## RECORDS FOR THIS TASK
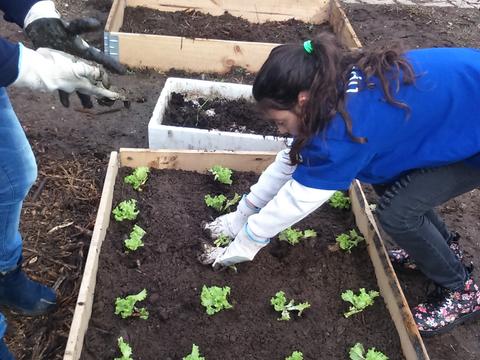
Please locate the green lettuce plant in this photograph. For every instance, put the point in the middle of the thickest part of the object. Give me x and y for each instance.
(126, 210)
(279, 302)
(340, 201)
(135, 239)
(293, 236)
(359, 302)
(220, 202)
(195, 354)
(296, 355)
(125, 350)
(125, 307)
(357, 352)
(138, 177)
(348, 241)
(222, 240)
(221, 174)
(214, 298)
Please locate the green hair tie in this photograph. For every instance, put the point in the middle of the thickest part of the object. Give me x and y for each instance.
(308, 47)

## EXERCISE BRIEF
Change every "thickest part" in the records above to "widest part" and keep everything else the same. Omit the pictures from your answer.

## OUTPUT OF THE TASK
Please locate the green lettuce plant in this photograph. For every instance, put the point in the middle of the widest part of the object. Give me x and y for each instance.
(126, 210)
(279, 302)
(340, 201)
(135, 239)
(293, 236)
(359, 302)
(220, 202)
(195, 354)
(296, 355)
(125, 350)
(125, 307)
(357, 352)
(138, 177)
(348, 241)
(222, 240)
(221, 174)
(214, 298)
Please locate the green hair tie in this photograph. For every instance, put the point in the middle of the widest part of the object. Give me x and y for each instance.
(308, 47)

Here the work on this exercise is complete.